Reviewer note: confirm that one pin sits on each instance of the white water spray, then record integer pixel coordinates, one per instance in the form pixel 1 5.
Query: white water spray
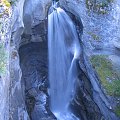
pixel 64 48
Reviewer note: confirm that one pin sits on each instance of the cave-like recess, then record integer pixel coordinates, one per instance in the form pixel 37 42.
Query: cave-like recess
pixel 34 66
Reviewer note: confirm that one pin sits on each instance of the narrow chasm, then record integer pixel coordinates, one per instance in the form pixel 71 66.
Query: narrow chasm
pixel 34 65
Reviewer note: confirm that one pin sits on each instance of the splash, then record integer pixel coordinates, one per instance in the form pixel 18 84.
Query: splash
pixel 64 49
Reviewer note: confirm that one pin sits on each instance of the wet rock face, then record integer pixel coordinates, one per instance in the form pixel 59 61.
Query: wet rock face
pixel 33 59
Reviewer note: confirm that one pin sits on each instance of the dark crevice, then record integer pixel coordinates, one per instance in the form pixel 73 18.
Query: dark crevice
pixel 34 65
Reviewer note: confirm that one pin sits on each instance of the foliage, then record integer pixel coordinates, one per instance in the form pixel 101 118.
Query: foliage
pixel 94 36
pixel 117 110
pixel 100 7
pixel 3 58
pixel 110 77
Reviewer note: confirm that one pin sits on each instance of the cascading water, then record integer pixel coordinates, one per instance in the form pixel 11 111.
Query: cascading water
pixel 64 49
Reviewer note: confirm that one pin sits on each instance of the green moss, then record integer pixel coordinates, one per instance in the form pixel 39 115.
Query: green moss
pixel 100 7
pixel 117 110
pixel 3 59
pixel 94 36
pixel 110 77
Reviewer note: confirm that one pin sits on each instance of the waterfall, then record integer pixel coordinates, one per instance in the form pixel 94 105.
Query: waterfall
pixel 64 49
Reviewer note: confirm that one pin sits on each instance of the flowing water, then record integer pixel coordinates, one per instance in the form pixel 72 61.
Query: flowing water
pixel 64 49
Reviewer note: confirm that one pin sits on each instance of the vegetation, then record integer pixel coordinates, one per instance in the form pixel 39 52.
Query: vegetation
pixel 3 58
pixel 94 36
pixel 109 76
pixel 117 110
pixel 100 7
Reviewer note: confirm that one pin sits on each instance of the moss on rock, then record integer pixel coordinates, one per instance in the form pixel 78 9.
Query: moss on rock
pixel 3 59
pixel 100 7
pixel 117 110
pixel 109 76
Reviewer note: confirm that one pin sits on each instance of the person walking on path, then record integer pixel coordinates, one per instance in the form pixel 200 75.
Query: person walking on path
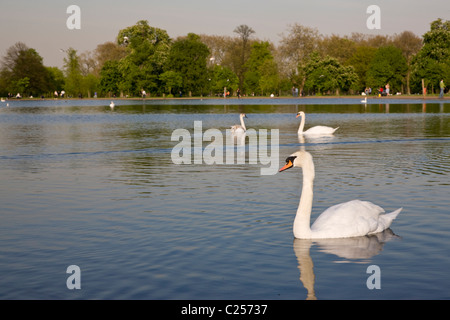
pixel 442 86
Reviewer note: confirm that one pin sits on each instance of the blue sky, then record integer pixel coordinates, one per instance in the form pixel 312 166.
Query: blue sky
pixel 42 24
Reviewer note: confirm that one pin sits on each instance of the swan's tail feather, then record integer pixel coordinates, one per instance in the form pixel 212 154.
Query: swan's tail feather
pixel 389 217
pixel 394 214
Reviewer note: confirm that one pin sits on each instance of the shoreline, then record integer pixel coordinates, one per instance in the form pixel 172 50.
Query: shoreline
pixel 353 97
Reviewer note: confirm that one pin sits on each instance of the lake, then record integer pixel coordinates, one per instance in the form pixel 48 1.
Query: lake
pixel 83 184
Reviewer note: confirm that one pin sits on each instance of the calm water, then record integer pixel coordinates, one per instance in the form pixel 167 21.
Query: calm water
pixel 85 185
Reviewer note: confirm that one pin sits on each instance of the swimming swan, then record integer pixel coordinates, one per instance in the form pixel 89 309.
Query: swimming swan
pixel 350 219
pixel 317 130
pixel 240 128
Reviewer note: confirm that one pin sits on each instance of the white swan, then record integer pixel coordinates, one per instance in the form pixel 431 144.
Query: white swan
pixel 240 128
pixel 350 219
pixel 317 130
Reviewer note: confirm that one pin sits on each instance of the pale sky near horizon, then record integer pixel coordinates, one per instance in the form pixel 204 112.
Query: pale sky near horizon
pixel 42 24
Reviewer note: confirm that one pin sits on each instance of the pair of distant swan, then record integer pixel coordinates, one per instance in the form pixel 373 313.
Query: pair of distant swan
pixel 354 218
pixel 317 130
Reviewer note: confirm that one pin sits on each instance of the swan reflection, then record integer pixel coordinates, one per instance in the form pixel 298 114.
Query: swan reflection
pixel 351 250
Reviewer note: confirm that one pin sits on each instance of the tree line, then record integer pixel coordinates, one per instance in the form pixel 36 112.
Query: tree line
pixel 144 59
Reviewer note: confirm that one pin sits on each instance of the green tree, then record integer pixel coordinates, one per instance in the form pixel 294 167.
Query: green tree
pixel 24 72
pixel 110 77
pixel 262 73
pixel 221 78
pixel 56 79
pixel 244 32
pixel 188 57
pixel 410 45
pixel 361 61
pixel 170 80
pixel 328 75
pixel 432 62
pixel 148 48
pixel 72 72
pixel 295 49
pixel 388 66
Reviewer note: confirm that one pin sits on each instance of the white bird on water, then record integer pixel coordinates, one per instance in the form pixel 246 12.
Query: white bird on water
pixel 240 128
pixel 317 130
pixel 349 219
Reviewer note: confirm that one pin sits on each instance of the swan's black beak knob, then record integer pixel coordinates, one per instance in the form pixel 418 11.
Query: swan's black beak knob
pixel 289 163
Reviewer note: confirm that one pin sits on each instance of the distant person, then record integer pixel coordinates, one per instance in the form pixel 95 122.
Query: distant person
pixel 442 86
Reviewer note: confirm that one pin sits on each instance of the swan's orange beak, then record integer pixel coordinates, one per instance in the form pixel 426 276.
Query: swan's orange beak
pixel 288 165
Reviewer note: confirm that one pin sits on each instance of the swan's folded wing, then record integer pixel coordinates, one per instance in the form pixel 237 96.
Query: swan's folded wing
pixel 348 219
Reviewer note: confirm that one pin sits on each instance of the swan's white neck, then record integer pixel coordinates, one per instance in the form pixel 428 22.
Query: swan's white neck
pixel 302 124
pixel 302 228
pixel 242 123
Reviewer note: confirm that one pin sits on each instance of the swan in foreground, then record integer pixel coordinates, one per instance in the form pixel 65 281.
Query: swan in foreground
pixel 350 219
pixel 240 128
pixel 317 130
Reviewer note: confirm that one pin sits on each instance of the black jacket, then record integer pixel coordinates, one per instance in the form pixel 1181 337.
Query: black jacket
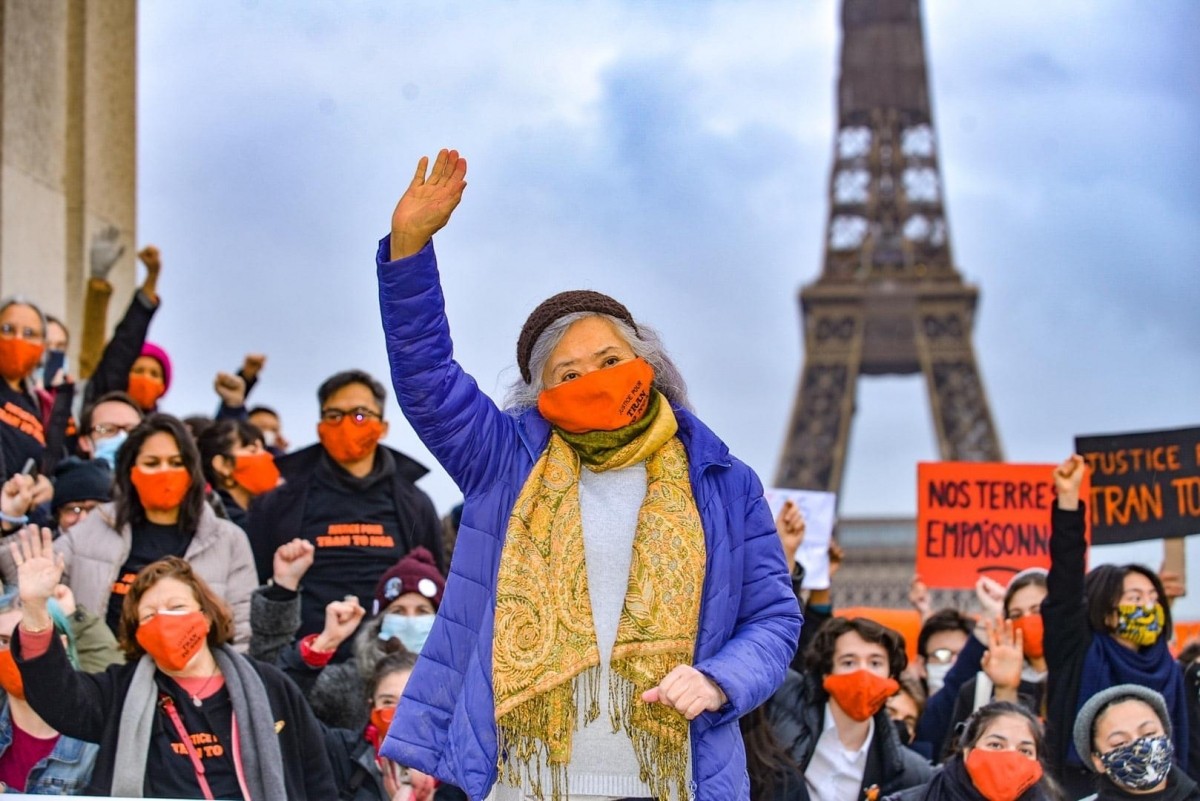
pixel 797 714
pixel 113 371
pixel 275 518
pixel 88 706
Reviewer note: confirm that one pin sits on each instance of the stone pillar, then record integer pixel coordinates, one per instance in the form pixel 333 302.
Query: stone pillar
pixel 67 148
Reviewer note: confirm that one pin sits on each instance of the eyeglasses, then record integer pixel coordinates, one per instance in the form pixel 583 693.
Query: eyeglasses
pixel 359 415
pixel 9 331
pixel 941 656
pixel 72 512
pixel 105 431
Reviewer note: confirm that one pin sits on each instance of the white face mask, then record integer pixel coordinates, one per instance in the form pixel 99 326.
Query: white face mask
pixel 935 675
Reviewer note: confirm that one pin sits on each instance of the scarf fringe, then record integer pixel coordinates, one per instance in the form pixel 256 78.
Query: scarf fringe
pixel 659 734
pixel 525 757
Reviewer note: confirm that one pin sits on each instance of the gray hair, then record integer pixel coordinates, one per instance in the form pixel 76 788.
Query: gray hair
pixel 645 342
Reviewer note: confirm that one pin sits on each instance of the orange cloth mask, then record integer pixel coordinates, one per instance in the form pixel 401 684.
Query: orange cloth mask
pixel 173 638
pixel 1002 775
pixel 256 471
pixel 1032 640
pixel 381 721
pixel 161 491
pixel 861 693
pixel 18 357
pixel 145 390
pixel 10 676
pixel 348 440
pixel 601 401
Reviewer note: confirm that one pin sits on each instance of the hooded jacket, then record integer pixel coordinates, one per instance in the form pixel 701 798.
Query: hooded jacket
pixel 749 619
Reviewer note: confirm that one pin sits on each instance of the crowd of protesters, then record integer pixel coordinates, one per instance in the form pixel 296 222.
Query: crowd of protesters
pixel 192 609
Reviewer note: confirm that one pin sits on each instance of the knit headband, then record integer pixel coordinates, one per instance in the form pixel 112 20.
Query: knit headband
pixel 559 306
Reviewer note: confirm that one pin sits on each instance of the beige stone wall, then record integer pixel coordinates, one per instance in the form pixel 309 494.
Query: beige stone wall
pixel 67 148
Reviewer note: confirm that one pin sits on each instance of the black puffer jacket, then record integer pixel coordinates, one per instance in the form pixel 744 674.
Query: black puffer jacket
pixel 797 714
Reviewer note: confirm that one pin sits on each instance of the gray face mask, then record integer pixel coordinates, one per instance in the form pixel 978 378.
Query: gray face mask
pixel 106 449
pixel 935 675
pixel 1141 764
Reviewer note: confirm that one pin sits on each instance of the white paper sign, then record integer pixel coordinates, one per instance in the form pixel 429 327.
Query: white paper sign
pixel 820 513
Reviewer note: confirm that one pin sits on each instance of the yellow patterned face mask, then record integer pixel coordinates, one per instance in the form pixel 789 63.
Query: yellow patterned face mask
pixel 1140 625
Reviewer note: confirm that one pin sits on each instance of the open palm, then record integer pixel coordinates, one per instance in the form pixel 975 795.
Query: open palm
pixel 39 567
pixel 427 203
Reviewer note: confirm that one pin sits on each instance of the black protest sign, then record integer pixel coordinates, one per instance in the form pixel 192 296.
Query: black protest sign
pixel 1145 486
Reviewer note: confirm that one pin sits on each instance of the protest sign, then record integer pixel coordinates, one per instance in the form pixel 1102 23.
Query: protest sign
pixel 820 513
pixel 982 518
pixel 1145 486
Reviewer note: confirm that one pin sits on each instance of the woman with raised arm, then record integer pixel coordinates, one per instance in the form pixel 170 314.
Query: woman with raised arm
pixel 186 717
pixel 1109 627
pixel 618 596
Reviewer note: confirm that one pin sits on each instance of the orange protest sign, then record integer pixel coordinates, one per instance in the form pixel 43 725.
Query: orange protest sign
pixel 982 518
pixel 1186 631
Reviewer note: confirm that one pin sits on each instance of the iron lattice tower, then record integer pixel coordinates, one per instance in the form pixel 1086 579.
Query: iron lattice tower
pixel 888 299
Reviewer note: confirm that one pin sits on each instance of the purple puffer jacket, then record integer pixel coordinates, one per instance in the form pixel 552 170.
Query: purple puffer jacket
pixel 749 620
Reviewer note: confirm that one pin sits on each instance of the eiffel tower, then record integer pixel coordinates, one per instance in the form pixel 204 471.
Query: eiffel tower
pixel 888 300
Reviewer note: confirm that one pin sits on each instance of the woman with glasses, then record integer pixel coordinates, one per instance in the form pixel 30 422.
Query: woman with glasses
pixel 159 511
pixel 186 716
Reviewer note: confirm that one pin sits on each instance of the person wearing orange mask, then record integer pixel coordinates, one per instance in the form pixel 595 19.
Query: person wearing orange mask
pixel 351 497
pixel 1014 667
pixel 186 716
pixel 997 758
pixel 832 718
pixel 159 511
pixel 22 344
pixel 237 465
pixel 149 377
pixel 618 595
pixel 35 758
pixel 124 363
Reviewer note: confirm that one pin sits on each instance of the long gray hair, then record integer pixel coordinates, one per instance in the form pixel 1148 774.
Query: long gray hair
pixel 645 342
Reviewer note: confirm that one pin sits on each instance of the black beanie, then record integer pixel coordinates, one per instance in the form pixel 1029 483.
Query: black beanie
pixel 561 305
pixel 76 480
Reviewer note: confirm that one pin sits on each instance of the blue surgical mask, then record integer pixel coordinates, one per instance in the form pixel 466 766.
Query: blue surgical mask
pixel 106 449
pixel 411 631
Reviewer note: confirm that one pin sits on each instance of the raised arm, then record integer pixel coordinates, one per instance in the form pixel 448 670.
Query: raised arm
pixel 460 425
pixel 72 703
pixel 1065 609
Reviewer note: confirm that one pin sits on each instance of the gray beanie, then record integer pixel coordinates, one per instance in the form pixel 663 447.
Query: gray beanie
pixel 1085 722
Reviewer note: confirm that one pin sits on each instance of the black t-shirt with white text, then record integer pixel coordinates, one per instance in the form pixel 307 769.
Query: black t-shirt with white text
pixel 169 769
pixel 358 535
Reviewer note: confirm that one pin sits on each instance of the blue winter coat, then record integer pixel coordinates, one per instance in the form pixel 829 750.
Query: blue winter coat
pixel 749 619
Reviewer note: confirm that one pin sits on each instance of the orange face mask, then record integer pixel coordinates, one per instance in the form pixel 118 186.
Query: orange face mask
pixel 145 390
pixel 601 401
pixel 10 676
pixel 1002 775
pixel 18 357
pixel 348 440
pixel 161 491
pixel 172 639
pixel 256 471
pixel 861 693
pixel 381 721
pixel 1032 639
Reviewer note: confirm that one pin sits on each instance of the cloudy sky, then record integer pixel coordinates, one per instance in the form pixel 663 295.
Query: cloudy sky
pixel 675 155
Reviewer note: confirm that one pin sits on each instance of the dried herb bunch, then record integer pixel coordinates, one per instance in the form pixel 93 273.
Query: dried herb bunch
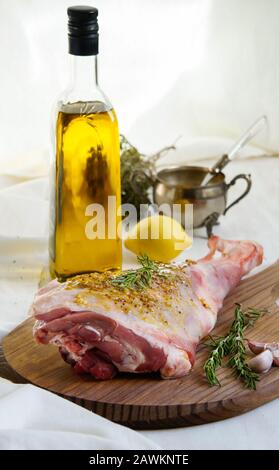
pixel 137 170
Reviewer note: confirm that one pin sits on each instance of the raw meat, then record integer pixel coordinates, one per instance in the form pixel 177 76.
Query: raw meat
pixel 101 329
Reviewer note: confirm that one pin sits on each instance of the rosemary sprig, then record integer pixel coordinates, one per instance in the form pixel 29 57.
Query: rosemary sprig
pixel 233 345
pixel 138 278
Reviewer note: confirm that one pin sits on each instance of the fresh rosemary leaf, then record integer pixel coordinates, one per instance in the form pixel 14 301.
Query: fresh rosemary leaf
pixel 233 345
pixel 137 278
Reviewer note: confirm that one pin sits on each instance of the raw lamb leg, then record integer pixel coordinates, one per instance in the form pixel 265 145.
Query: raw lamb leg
pixel 101 329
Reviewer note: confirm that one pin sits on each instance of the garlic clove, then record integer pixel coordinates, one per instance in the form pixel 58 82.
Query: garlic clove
pixel 262 362
pixel 256 347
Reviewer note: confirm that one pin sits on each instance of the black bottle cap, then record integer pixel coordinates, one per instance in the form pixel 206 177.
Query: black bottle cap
pixel 83 30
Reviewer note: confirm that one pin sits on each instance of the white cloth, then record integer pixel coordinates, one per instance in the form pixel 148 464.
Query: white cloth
pixel 31 418
pixel 23 252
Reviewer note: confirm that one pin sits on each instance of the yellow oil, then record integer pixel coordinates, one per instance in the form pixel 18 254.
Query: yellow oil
pixel 87 170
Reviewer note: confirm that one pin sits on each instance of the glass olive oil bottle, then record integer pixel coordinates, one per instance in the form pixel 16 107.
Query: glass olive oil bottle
pixel 86 170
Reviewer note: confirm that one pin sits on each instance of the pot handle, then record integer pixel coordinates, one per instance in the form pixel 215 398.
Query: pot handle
pixel 248 180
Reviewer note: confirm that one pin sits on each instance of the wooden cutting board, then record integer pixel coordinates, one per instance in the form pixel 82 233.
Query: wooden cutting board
pixel 146 401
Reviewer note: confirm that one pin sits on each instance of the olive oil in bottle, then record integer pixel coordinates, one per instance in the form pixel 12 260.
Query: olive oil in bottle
pixel 86 171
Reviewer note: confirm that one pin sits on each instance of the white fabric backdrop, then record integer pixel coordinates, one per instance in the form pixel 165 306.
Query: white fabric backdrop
pixel 203 69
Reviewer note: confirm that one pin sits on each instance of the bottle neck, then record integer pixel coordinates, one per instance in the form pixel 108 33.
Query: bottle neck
pixel 84 73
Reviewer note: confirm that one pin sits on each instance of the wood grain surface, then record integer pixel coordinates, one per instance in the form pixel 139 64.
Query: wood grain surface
pixel 146 401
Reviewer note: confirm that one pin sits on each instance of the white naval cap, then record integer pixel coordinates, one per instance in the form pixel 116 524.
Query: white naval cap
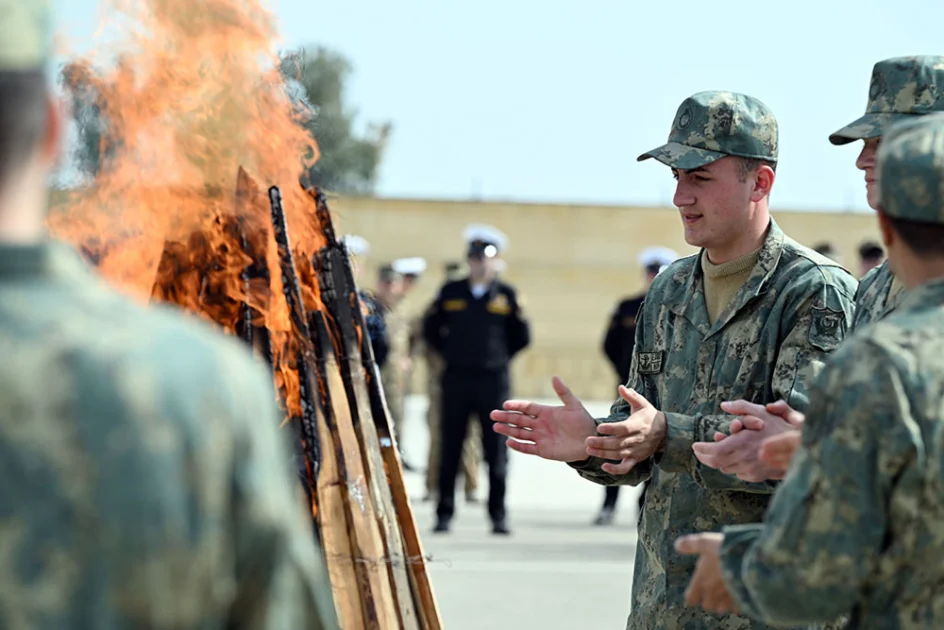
pixel 660 257
pixel 357 245
pixel 487 234
pixel 410 266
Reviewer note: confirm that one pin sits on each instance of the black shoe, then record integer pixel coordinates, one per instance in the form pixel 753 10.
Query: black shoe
pixel 605 517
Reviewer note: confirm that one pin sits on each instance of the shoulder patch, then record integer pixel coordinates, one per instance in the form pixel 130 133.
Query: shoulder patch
pixel 650 362
pixel 827 328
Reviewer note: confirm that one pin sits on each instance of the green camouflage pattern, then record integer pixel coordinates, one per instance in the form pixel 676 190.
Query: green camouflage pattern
pixel 900 88
pixel 876 297
pixel 770 341
pixel 145 481
pixel 26 32
pixel 711 125
pixel 910 170
pixel 856 525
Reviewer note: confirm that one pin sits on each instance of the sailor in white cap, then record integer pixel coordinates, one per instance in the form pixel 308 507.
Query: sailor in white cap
pixel 477 326
pixel 618 346
pixel 411 269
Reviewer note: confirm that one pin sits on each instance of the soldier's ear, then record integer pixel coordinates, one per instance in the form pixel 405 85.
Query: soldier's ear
pixel 764 178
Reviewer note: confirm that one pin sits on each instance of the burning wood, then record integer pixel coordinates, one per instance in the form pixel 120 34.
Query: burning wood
pixel 194 97
pixel 350 466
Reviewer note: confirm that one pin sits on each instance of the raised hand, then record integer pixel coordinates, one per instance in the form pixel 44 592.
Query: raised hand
pixel 554 432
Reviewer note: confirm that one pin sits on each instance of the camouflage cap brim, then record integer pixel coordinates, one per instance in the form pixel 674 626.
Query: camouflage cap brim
pixel 868 126
pixel 681 156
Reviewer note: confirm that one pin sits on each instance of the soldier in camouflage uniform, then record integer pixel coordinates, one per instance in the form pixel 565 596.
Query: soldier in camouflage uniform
pixel 145 483
pixel 901 88
pixel 753 315
pixel 856 526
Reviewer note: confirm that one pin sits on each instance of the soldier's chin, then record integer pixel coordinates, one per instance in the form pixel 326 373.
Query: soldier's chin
pixel 871 195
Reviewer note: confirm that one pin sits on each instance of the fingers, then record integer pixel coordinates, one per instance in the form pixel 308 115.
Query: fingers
pixel 513 432
pixel 523 406
pixel 563 392
pixel 742 407
pixel 621 468
pixel 513 418
pixel 751 423
pixel 528 448
pixel 636 400
pixel 785 411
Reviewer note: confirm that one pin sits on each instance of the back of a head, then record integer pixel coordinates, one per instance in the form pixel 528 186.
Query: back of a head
pixel 911 182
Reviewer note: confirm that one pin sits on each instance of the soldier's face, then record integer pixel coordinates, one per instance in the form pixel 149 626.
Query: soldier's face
pixel 714 204
pixel 866 163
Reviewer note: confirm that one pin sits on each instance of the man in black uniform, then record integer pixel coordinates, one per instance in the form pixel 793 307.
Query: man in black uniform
pixel 477 326
pixel 618 346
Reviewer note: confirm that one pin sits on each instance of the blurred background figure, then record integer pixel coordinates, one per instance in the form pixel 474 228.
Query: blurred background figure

[THE TASK] Render the stretch from the start of the records through the line containing "pixel 34 66" as a JSON list of strings, with one string per line and blank lines omitted. Leave the pictures out of the answer.

[FULL OUTPUT]
[
  "Reviewer note: confirm that one pin sits on each instance of the white water spray, then record integer pixel coordinates, one per instance in the form pixel 1 5.",
  "Query: white water spray",
  "pixel 64 48",
  "Reviewer note: confirm that one pin sits on each instance of the cave-like recess, then record integer pixel coordinates, one per instance in the form pixel 37 42.",
  "Query: cave-like recess",
  "pixel 34 66"
]